Location labeling records:

********

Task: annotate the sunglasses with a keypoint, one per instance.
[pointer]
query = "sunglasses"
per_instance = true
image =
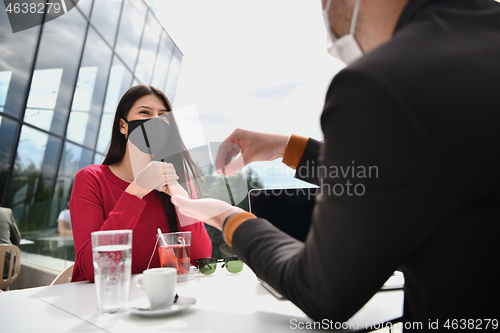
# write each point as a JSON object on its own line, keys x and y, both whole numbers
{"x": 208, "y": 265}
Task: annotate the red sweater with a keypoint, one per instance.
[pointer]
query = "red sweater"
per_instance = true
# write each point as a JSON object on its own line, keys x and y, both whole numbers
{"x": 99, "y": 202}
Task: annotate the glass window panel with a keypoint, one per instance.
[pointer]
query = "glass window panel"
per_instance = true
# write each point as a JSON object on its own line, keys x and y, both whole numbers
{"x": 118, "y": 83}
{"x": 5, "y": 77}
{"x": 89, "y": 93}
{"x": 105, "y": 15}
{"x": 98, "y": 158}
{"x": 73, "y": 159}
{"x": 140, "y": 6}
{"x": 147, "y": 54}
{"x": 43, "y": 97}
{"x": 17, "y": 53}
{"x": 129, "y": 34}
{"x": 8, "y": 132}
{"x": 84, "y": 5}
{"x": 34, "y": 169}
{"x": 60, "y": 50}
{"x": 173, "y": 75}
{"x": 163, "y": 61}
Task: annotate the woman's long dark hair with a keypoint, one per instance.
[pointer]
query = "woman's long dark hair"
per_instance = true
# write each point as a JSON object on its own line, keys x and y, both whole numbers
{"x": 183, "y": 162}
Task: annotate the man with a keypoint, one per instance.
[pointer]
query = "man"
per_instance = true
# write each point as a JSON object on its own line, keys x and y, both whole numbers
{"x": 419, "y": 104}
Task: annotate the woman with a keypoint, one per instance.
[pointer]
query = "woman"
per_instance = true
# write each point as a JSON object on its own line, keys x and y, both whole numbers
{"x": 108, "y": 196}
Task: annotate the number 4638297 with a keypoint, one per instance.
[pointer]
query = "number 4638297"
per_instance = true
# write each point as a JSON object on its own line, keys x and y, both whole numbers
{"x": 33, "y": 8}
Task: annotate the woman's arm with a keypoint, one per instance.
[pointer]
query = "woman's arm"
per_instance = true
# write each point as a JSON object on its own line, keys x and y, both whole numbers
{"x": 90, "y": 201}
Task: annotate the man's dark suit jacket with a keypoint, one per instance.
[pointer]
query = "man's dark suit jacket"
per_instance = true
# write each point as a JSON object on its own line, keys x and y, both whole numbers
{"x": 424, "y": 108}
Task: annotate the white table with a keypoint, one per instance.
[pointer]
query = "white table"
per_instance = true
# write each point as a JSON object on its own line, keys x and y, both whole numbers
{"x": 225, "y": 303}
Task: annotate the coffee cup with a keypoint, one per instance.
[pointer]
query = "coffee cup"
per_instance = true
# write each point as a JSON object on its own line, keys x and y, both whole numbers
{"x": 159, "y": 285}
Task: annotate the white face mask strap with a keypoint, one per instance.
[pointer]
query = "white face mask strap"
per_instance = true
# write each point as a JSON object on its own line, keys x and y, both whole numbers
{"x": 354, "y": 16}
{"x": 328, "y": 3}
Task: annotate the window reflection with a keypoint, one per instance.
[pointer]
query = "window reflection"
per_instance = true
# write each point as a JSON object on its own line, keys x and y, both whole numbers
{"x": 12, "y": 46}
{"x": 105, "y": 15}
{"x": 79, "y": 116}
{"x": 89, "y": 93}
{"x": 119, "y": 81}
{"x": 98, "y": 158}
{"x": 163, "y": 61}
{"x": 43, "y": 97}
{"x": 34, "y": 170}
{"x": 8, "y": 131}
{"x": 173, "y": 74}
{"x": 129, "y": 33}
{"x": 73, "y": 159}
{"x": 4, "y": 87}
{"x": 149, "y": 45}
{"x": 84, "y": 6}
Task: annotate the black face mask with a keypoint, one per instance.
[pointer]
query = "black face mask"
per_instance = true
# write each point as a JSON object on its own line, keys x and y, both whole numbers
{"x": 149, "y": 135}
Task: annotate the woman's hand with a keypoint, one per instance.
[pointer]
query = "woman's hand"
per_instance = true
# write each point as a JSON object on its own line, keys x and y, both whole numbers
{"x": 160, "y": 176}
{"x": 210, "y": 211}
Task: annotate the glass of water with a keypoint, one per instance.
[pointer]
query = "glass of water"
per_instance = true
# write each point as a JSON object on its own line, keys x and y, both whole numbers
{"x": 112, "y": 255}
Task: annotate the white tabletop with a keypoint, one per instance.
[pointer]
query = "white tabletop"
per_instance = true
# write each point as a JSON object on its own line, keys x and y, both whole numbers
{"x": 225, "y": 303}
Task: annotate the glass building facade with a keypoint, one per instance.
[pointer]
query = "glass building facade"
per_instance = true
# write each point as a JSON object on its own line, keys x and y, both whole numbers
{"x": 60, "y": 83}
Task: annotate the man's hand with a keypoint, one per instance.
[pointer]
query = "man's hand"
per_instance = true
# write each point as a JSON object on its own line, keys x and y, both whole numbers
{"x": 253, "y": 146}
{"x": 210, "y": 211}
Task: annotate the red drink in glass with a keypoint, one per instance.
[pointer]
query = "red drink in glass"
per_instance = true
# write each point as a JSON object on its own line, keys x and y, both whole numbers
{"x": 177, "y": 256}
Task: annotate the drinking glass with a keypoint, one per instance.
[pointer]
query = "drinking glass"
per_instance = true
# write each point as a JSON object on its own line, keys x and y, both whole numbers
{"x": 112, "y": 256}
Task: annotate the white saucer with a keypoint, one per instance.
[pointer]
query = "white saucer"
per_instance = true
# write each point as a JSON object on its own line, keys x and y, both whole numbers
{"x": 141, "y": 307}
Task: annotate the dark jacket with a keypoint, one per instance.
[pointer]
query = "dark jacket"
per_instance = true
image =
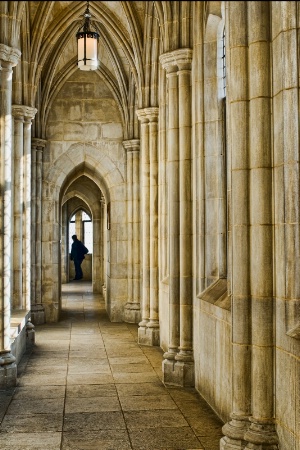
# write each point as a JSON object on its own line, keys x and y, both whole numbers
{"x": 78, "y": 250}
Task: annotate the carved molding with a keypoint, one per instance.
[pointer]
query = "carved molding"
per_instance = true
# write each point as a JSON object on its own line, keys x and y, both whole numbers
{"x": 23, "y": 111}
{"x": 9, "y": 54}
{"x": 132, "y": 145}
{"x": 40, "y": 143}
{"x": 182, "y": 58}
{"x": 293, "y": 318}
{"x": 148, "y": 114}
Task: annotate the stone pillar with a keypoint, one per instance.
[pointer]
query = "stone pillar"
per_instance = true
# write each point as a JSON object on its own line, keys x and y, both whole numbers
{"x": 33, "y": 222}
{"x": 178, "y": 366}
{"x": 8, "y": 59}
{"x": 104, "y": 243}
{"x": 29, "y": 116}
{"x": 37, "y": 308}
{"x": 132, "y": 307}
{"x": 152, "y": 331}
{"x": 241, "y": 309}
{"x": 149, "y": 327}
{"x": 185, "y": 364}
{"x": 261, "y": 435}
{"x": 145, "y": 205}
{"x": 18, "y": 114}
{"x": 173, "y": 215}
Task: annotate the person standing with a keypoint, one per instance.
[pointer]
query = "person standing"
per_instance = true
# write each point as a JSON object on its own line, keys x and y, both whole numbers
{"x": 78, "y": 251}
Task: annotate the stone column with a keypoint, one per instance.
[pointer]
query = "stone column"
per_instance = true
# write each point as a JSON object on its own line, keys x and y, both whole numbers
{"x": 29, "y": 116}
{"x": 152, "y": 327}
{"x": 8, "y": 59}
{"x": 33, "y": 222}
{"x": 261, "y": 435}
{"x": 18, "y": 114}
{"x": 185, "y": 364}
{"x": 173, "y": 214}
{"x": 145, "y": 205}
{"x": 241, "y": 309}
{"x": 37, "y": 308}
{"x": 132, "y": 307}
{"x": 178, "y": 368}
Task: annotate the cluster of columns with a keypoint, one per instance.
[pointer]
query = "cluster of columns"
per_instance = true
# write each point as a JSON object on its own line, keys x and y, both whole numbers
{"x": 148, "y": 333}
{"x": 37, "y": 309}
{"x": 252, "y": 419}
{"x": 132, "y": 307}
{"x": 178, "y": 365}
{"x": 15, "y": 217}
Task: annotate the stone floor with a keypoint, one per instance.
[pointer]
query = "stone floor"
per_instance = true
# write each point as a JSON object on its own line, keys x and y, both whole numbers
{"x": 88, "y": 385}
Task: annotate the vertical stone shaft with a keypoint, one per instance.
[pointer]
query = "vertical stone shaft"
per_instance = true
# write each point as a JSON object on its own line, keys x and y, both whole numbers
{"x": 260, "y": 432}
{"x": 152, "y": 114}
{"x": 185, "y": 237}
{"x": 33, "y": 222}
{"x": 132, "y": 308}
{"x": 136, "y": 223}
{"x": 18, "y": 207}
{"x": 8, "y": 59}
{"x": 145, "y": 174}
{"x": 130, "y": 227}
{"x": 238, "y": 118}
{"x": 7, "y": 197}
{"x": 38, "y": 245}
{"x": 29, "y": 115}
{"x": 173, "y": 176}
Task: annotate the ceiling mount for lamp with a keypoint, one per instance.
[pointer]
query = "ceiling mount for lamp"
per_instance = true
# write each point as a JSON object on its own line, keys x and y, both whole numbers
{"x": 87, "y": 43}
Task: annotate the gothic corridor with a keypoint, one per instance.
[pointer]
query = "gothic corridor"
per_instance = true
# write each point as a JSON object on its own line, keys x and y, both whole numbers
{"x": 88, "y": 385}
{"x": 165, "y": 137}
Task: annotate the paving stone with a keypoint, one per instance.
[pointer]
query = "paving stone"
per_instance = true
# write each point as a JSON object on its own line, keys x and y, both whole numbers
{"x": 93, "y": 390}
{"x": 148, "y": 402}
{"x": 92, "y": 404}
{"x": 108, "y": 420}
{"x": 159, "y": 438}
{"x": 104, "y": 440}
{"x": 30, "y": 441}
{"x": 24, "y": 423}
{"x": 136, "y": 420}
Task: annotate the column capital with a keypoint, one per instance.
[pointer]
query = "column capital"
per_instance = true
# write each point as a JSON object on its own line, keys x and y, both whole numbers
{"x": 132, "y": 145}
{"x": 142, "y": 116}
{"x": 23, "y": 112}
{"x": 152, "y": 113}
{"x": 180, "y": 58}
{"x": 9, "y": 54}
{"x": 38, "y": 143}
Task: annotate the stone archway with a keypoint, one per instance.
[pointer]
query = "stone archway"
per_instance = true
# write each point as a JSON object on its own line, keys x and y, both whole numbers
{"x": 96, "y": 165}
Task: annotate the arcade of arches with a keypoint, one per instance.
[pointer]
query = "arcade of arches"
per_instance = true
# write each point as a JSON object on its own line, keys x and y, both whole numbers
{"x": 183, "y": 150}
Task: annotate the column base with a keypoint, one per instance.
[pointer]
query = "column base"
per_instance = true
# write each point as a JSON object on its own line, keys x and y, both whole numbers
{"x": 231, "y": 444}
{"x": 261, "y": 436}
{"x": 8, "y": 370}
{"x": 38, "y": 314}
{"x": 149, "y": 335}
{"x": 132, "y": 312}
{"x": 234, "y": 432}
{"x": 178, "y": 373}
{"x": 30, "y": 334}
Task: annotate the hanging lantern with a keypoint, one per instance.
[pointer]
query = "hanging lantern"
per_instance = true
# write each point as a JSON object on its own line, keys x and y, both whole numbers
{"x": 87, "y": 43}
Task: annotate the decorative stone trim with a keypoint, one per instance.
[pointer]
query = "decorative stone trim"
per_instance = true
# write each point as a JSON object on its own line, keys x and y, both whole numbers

********

All lines from the one with "Task: annotate the column capital" through the final line above are to be quoted exactly; quote no other line.

Task: annotate the column capital with a keypoint, one per instance.
[pointer]
query = "column capital"
per_instance = true
# write each point as a JSON object on its own line, keys x and y, both whole numbers
{"x": 132, "y": 145}
{"x": 142, "y": 116}
{"x": 23, "y": 112}
{"x": 152, "y": 113}
{"x": 180, "y": 58}
{"x": 9, "y": 54}
{"x": 38, "y": 143}
Task: annotate the stone archway with a keypoint, one per instance.
[pointer]
query = "stone archway"
per_instance = true
# write each point as a JSON object on its own line, keys x and y, both whole numbers
{"x": 96, "y": 165}
Task: annotate the arcade of arches with a keypoint, one per instance.
[pointer]
query = "arcade of arches"
per_instance = true
# write each point as a JSON object on its own line, keys x and y, both whole numbers
{"x": 183, "y": 150}
Task: annotate the column base with a keypoint, one per instance.
[pointer]
query = "column base"
per_instance = true
# write each point as a JSON object on its own line, keys x and y, both whole numbers
{"x": 231, "y": 444}
{"x": 261, "y": 436}
{"x": 8, "y": 370}
{"x": 38, "y": 314}
{"x": 149, "y": 335}
{"x": 132, "y": 312}
{"x": 234, "y": 432}
{"x": 178, "y": 373}
{"x": 30, "y": 334}
Task: annotate the hanging lantern with a keypoint, one per instance.
[pointer]
query = "hanging lantern"
per_instance = true
# write each point as a JSON object on its own line, keys x and y, both whole numbers
{"x": 87, "y": 43}
Task: annotate the decorative stone trim with a keypoint, one per instance.
[pointer]
query = "decorative stone trim"
per_instance = true
# write each point as a JSON object on its own line, keys x and y, both whole numbers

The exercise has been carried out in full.